_Excerpted records:_
○ ○ ○ ○ ○ ○ ○
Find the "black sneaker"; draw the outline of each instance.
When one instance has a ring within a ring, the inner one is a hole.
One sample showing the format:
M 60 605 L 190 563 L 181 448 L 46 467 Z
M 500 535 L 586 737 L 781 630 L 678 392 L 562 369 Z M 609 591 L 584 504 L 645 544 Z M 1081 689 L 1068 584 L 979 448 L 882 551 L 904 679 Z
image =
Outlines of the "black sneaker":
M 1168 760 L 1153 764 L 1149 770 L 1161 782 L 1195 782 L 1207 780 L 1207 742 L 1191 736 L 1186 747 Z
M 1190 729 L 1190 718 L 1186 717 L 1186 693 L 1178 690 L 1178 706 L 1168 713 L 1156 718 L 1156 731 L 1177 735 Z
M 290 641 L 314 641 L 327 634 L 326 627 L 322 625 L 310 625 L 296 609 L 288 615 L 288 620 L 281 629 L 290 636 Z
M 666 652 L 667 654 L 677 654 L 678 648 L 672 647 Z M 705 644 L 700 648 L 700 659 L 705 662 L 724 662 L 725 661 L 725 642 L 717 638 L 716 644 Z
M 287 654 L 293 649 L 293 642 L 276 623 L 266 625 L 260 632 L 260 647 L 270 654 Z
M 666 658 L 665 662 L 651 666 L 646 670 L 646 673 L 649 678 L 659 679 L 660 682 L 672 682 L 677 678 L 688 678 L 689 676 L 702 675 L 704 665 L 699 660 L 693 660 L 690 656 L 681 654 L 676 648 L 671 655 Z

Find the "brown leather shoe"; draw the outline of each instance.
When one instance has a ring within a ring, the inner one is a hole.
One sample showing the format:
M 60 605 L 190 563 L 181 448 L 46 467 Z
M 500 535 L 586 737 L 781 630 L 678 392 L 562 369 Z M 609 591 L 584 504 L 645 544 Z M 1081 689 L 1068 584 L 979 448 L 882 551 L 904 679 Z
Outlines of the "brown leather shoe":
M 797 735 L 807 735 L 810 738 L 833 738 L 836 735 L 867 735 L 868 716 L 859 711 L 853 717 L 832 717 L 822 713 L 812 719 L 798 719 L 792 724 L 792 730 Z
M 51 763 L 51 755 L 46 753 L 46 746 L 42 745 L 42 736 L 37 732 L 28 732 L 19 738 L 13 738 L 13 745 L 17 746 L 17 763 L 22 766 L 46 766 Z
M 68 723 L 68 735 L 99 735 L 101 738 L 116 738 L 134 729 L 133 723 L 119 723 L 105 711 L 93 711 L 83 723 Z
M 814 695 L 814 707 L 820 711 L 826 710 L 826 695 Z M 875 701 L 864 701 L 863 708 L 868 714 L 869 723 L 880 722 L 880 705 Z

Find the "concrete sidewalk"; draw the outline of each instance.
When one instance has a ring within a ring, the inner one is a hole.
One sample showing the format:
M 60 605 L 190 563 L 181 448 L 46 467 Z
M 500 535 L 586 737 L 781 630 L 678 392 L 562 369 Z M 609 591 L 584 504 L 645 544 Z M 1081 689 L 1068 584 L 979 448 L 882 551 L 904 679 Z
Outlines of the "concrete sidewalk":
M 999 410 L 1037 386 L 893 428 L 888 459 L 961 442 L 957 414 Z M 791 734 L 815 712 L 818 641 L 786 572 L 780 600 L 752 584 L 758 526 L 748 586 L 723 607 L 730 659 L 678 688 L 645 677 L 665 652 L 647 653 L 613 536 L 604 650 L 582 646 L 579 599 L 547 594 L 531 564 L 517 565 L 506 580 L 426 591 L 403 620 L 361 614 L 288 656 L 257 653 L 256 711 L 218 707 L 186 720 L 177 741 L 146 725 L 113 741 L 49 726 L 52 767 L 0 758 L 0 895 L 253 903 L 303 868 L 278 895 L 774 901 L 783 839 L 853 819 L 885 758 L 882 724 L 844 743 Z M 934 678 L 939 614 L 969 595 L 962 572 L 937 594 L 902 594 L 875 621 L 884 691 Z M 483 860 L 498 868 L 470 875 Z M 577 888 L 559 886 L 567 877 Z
○ ○ ○ ○ ○ ○ ○
_Set problem:_
Copy the material from its first line through the line containing "M 287 654 L", renaming "black sneaker" to "dark sneaker" and leaving everything else unchanged.

_Task result:_
Find the "dark sneaker"; draw the outline of each instance.
When one instance has a ring within a ring, the inner one is a hole.
One sample showing the format:
M 60 605 L 190 563 L 181 448 L 46 467 Z
M 500 535 L 586 737 L 781 630 L 678 392 L 562 369 Z M 609 591 L 584 504 L 645 544 Z M 1081 689 L 1068 584 L 979 448 L 882 551 L 904 679 Z
image =
Outlines of the "dark sneaker":
M 1168 760 L 1153 764 L 1149 770 L 1161 782 L 1195 782 L 1207 780 L 1207 742 L 1191 736 L 1186 747 Z
M 1190 729 L 1190 718 L 1186 717 L 1186 693 L 1178 690 L 1178 706 L 1168 713 L 1156 718 L 1156 731 L 1177 735 Z
M 290 641 L 314 641 L 327 634 L 326 627 L 322 625 L 310 625 L 296 609 L 288 615 L 288 620 L 281 629 L 290 636 Z
M 666 652 L 667 654 L 677 654 L 678 648 L 672 647 Z M 705 644 L 700 648 L 700 659 L 705 662 L 724 662 L 725 661 L 725 642 L 717 638 L 716 644 Z
M 287 654 L 293 649 L 293 642 L 276 623 L 266 625 L 260 632 L 260 647 L 270 654 Z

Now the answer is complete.